**Ausgewählter Auszug**.

· · · ·

Halle/MZ. - Die AOK Sachsen-Anhalt erwirtschaftet zwar Überschüsse. Aber die senkt ihren Beitrag nicht. Über die Gründe sprach die MZ mit dem Vorstandsvorsitzenden Günter Kasten.

Herr Kasten, die Frage aller Fragen an einen Krankenkassen-Chef in diesen Tagen lautet: Werden Sie zum Jahresanfang die Beiträge senken?

Kasten: Nein. Es bleibt bei unseren 14,4 Prozent. Ein Beitragssatz, der übrigens seit 1998 stabil ist.

Aber wir hören täglich, dass die Kassen durch die Gesundheitsreform hohe Zuschüsse erwirtschaftet haben.

Kasten: Richtig ist, dass durch die Gesundheitsreform die Belastungen für die Versicherten deutlich gestiegen sind - nicht nur wegen der zehn Euro Praxisgebühr. Auch bei Zuzahlungen etwa für Arzneimittel. Leistungen wurden aus dem Katalog der Kassen ausgegliedert. So übernehmen wir zum Beispiel keine Kosten mehr für Brillen. Das hat die Kassen zweifellos entlastet. Ohne diese Reform lägen die Beiträge heute deutlich über 15 Prozent. Die Beitragssatzstabilität ist also ein wichtiger Reformerfolg.

Ministerin Ulla Schmidt hat den Versicherten versprochen, dass die höheren Belastungen durch Beitragssenkungen ausgeglichen werden. Was machen Sie damit?

Kasten: Wir müssen zunächst die Schulden tilgen. Die Verschuldung der Kassen betrug zum Ende 2003 auf Bundesebene fast neun Milliarden Euro. Bei der AOK Sachsen-Anhalt sind es 160 Millionen. Diese Schulden haben sich angehäuft durch politisch verursachte Verschiebebahnhöfe, die zu weniger Einnahmen führten, sowie durch Kosten des Aufbaus der Kasse. Das Kieler Institut für Systemforschung hat errechnet, dass der Beitragssatz der Krankenversicherung ohne diese Verschiebungen heute bei durchschnittlich 11,8 Prozent liegen könnte.

· · · ·

(Datensatzeinträge zu Objektpositionen)
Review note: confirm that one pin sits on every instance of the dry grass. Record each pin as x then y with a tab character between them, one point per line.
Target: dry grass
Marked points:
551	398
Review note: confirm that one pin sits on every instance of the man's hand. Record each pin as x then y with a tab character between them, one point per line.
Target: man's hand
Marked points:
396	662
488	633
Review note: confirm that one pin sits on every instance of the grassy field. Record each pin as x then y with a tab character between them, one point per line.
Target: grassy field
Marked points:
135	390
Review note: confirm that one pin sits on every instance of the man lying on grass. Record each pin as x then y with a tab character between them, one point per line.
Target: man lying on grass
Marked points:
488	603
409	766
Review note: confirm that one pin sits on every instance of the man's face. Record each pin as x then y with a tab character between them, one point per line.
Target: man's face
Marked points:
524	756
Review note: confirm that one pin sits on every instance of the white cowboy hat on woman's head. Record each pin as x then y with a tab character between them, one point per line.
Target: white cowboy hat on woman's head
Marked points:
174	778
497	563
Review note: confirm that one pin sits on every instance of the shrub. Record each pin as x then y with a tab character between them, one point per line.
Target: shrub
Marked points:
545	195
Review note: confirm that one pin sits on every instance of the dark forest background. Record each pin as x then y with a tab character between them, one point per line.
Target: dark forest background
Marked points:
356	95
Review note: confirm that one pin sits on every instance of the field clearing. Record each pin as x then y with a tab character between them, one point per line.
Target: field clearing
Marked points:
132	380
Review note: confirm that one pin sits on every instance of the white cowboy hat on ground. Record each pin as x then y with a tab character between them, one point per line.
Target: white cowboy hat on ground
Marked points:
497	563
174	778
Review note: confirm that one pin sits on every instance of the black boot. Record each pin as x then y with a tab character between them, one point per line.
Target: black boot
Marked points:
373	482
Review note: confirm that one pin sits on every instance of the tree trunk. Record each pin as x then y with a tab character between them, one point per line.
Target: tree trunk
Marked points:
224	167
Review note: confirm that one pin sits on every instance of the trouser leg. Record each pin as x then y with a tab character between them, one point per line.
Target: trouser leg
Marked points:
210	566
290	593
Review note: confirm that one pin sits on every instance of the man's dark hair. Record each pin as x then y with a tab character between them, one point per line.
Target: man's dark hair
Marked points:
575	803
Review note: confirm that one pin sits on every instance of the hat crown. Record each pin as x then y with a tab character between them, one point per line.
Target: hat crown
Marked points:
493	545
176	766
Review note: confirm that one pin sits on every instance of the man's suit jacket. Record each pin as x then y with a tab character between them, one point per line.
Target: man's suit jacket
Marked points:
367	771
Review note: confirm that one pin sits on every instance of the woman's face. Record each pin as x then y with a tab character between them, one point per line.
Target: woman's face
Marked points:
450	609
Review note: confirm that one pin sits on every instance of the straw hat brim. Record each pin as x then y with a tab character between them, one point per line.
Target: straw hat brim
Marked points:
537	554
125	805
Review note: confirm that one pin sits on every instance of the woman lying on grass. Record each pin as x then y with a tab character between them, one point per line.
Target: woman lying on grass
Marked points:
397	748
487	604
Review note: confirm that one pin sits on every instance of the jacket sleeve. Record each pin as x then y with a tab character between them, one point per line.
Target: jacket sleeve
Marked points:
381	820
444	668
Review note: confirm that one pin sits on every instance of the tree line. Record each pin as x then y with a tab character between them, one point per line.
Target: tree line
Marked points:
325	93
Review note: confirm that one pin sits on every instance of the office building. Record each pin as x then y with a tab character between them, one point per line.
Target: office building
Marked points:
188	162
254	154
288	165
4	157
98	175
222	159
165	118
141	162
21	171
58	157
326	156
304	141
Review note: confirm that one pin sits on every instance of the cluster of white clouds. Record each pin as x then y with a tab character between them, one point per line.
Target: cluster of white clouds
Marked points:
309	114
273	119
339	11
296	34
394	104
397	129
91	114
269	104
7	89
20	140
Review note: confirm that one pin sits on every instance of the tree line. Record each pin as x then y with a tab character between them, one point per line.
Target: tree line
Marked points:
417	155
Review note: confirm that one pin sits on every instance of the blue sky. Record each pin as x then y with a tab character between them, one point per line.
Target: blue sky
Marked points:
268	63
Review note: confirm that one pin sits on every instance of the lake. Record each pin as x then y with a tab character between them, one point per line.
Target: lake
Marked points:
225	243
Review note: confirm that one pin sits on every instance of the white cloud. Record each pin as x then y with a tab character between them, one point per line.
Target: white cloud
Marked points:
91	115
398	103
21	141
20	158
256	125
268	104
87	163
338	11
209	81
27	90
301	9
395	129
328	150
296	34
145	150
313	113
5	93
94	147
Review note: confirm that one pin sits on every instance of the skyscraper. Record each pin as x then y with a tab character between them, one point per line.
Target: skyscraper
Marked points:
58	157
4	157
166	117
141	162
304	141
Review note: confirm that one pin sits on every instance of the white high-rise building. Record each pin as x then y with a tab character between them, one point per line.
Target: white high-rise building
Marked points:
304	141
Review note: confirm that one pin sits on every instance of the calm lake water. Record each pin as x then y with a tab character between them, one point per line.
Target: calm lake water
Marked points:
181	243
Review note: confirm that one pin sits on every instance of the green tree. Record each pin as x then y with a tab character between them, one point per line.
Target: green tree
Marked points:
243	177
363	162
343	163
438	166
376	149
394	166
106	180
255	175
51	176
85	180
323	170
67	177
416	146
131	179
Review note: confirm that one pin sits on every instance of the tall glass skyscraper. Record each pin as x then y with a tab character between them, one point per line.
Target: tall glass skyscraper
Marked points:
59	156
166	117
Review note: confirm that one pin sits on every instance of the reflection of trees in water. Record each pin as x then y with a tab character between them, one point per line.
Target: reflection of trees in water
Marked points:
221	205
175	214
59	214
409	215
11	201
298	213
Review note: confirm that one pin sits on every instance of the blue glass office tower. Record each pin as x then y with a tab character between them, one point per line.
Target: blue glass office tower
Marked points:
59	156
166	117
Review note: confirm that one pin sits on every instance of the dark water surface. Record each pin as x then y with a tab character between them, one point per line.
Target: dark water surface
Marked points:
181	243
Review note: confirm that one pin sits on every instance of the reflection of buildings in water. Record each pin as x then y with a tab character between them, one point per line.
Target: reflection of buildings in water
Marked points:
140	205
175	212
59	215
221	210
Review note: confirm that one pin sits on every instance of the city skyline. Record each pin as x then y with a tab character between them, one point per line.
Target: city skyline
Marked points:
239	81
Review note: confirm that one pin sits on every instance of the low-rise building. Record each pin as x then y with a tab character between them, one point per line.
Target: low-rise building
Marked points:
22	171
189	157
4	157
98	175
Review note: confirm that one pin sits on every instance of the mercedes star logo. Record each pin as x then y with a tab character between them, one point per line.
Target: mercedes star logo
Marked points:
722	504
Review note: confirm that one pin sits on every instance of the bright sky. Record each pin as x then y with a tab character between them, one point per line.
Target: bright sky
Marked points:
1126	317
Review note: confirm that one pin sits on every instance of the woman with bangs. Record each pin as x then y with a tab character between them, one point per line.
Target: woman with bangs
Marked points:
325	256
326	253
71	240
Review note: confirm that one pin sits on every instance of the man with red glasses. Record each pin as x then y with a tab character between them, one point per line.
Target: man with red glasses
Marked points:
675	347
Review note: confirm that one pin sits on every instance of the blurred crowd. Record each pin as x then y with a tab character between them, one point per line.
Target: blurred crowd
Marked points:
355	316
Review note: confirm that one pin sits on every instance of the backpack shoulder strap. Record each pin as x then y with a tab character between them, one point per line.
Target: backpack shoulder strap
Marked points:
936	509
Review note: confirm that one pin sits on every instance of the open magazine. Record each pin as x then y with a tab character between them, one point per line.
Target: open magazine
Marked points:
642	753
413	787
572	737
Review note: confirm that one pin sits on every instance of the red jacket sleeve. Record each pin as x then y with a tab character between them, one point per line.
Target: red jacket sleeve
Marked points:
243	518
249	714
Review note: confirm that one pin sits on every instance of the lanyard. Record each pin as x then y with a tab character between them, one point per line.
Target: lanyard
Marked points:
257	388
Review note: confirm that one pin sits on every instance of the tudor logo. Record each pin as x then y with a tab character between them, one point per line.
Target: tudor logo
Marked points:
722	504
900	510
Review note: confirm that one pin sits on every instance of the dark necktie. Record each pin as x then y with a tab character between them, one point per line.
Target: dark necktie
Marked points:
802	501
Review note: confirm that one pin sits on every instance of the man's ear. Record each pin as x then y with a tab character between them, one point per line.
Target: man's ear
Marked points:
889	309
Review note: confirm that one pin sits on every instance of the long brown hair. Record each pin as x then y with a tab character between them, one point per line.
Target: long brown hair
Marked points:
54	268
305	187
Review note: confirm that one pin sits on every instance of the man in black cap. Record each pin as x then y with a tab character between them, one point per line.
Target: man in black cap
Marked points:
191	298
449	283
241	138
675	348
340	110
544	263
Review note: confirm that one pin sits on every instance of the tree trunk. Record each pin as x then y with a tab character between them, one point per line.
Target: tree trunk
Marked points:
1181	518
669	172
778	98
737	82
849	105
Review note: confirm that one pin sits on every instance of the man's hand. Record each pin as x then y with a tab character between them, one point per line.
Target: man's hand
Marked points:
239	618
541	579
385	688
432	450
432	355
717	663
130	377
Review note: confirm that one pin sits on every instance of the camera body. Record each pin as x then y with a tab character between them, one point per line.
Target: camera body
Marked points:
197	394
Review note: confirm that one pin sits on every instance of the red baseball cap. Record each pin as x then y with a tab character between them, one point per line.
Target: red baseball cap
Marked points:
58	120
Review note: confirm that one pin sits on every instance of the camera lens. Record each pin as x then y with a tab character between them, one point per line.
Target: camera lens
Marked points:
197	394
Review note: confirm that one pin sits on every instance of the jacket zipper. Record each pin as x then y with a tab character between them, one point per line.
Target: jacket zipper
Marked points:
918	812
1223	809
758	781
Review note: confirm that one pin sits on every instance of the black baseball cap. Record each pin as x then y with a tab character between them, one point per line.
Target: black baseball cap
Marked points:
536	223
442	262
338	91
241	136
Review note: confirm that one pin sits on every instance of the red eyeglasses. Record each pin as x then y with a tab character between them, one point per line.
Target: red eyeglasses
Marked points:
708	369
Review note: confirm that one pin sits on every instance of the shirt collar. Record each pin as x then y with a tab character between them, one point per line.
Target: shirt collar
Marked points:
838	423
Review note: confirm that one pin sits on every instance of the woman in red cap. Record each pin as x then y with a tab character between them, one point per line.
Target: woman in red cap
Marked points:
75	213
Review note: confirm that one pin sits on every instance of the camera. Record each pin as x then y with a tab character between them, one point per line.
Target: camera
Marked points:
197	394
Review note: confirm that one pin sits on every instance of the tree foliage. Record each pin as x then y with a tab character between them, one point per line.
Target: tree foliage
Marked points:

· · · ·

**Kurze Aufgabe**. Zitiere aus dem Interview zu den Kassenbeiträgen wörtlich die Passage von "Kasten: Nein. Es" bis "machen Sie damit?".

**Lösung**.
Kasten: Nein. Es bleibt bei unseren 14,4 Prozent. Ein Beitragssatz, der übrigens seit 1998 stabil ist.

Aber wir hören täglich, dass die Kassen durch die Gesundheitsreform hohe Zuschüsse erwirtschaftet haben.

Kasten: Richtig ist, dass durch die Gesundheitsreform die Belastungen für die Versicherten deutlich gestiegen sind - nicht nur wegen der zehn Euro Praxisgebühr. Auch bei Zuzahlungen etwa für Arzneimittel. Leistungen wurden aus dem Katalog der Kassen ausgegliedert. So übernehmen wir zum Beispiel keine Kosten mehr für Brillen. Das hat die Kassen zweifellos entlastet. Ohne diese Reform lägen die Beiträge heute deutlich über 15 Prozent. Die Beitragssatzstabilität ist also ein wichtiger Reformerfolg.

Ministerin Ulla Schmidt hat den Versicherten versprochen, dass die höheren Belastungen durch Beitragssenkungen ausgeglichen werden. Was machen Sie damit?